(What to work on):
Only one span belongs in the answer: the line holding "Provide the location of every instance of the tooth" through the last line of the entries below, retyped exactly.

◇ ◇ ◇ ◇ ◇

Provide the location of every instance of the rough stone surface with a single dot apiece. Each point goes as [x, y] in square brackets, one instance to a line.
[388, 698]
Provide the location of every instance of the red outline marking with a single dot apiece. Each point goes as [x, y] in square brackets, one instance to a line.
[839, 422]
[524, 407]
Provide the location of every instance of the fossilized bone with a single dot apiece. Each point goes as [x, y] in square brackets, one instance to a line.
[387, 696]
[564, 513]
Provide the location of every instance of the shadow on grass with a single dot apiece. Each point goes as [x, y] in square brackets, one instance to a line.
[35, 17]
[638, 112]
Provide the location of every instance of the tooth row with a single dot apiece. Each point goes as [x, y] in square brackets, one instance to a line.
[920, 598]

◇ ◇ ◇ ◇ ◇

(Response):
Provide the location of every instance of the tooth row with a single dot apiece. Each point goes as [x, y] in square brackets, one instance to a line.
[920, 598]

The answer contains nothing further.